Passage to read: Begin
Seniors passed over for raises

Associated Press

BOISE – Idaho lawmakers heard testimony regarding a pay discrepancy at the Idaho Department of Health and Welfare, where an employee alleges she did not receive a raise because she’s too old.

“They want to keep the young people, but I don’t think it should be at the expense of the older people,” said Sherry Mattox, 57, who will retire in 20 months. The Senate and House Changes in Employee Compensation Committee meets yearly to hear reports from agencies and grievances from state workers. Issues of inequitable raises at Health and Welfare arose several times throughout Friday’s daylong meeting.

Committee co-chairman Rep. Bob Schaefer, R-Nampa, said he received more than 60 letters from unhappy Health and Welfare workers.

Some employees there were denied a 2 percent raise promised in the last legislative session. The House-Senate human resource panel endorsed the pay increase for state workers last year, thawing a two-year pay freeze forced by the budget crisis.

The state directed agencies to give raises to employees who earned satisfactory performance evaluations, but some employees with passing evaluations were passed over for the raise.

Diana Jansen, the department’s human resources administrator, said the raise was divvied up to bring some wages up to a fairer level. Those passed over were so because “their supervisor felt they were paid for their performance and they were at the salary commensurate with their positions,” Jansen told the legislators.

She said less than 10 percent of the more than 2,800 employees with satisfactory evaluations were passed over, and she was sure no one supervisor was responsible.

Mattox said she is the most senior person in the office and is now the lowest paid. She said that despite being rewarded several times for exceptional work, younger workers at the department got 5 percent raises and she didn’t.
Passage to read: End
Information provided: Begin
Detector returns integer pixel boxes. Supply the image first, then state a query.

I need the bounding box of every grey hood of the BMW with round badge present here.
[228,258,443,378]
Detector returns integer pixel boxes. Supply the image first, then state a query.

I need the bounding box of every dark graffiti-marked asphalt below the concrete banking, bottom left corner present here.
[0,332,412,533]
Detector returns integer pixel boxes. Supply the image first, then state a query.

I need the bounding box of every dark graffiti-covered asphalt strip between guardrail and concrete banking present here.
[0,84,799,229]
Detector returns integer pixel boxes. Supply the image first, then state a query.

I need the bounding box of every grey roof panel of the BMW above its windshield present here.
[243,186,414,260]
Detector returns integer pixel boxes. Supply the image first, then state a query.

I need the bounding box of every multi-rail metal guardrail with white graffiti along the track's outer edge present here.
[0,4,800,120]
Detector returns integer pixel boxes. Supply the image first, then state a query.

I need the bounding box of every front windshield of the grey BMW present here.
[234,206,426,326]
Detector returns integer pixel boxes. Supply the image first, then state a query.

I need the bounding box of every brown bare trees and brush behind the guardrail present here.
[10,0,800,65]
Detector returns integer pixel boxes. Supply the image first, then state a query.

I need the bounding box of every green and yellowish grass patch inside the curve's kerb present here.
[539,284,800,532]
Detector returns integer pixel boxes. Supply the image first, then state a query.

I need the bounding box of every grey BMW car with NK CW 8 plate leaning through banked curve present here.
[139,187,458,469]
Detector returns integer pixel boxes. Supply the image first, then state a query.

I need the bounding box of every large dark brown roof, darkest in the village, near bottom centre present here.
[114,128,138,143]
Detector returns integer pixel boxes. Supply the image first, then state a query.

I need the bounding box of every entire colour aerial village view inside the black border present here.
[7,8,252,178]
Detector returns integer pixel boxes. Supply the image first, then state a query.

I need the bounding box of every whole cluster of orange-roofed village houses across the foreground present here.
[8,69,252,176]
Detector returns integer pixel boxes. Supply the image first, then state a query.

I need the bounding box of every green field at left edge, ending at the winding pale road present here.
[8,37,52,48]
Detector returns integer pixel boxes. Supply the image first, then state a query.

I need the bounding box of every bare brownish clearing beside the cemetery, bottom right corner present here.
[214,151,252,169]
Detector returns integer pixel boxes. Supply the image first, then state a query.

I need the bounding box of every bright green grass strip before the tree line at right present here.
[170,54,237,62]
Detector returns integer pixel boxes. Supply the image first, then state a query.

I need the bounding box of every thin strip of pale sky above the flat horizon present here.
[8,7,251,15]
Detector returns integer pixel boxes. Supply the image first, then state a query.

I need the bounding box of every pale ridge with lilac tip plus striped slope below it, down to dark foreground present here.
Information provided: End
* [Work to complete]
**a.** According to the article on seniors passed over for raises, how many letters did Rep. Bob Schaefer say he received from unhappy Health and Welfare workers?
**b.** For each statement below, say whether it agrees with the article on seniors passed over for raises, and quote the words of the article that decide it: (i) The raise promised in the last legislative session was 5 percent. (ii) Sherry Mattox will retire in 20 months. (iii) Diana Jansen said a single supervisor was responsible for the employees passed over.
**c.** Extend the article on seniors passed over for raises, picking up after its final sentence.

* [Task-by-task results]
**a.** More than 60 letters.

**b.**
(i) No: "Some employees there were denied a 2 percent raise promised in the last legislative session."
(ii) Yes: "said Sherry Mattox, 57, who will retire in 20 months."
(iii) No: "she was sure no one supervisor was responsible."

**c.**
A memo sent to Mattox and other employees who were denied the raise said: “Other factors taken into account were expectations of exceptional future performance, exceptional productivity, effectiveness, reliability, teamwork, dedication to continuous quality improvement.”

It’s “a nice way of saying, ‘you’re a little too old,’ ” said Rep. Shirley Ringo, D-Moscow. “I think the scenario suggests there is a person at the top who dictated their policy.”

Mattox told legislators that Health and Welfare Director Karl B. Kurtz, a governor appointee, passed the salary guidelines down to supervisors.

“I know of nothing that should have prevented me from getting a raise,” she told the legislators. “I don’t want to create problems. I just want to do my job, do it well and be valued and respected.”

She told of three others in her office – all over 50 – who didn’t get the raise.

Lawmakers told Mattox they were outraged by her testimony and promised to follow up.

Legislators also heard from Idaho State Division of Human Resources Director Ann Heilman, who recommended state agencies be given a 6.7 percent increase for raises. She suggested registered nurses be given a permanent 10 percent increase and all other state workers be given a one-time 3 percent increase, as a bonus.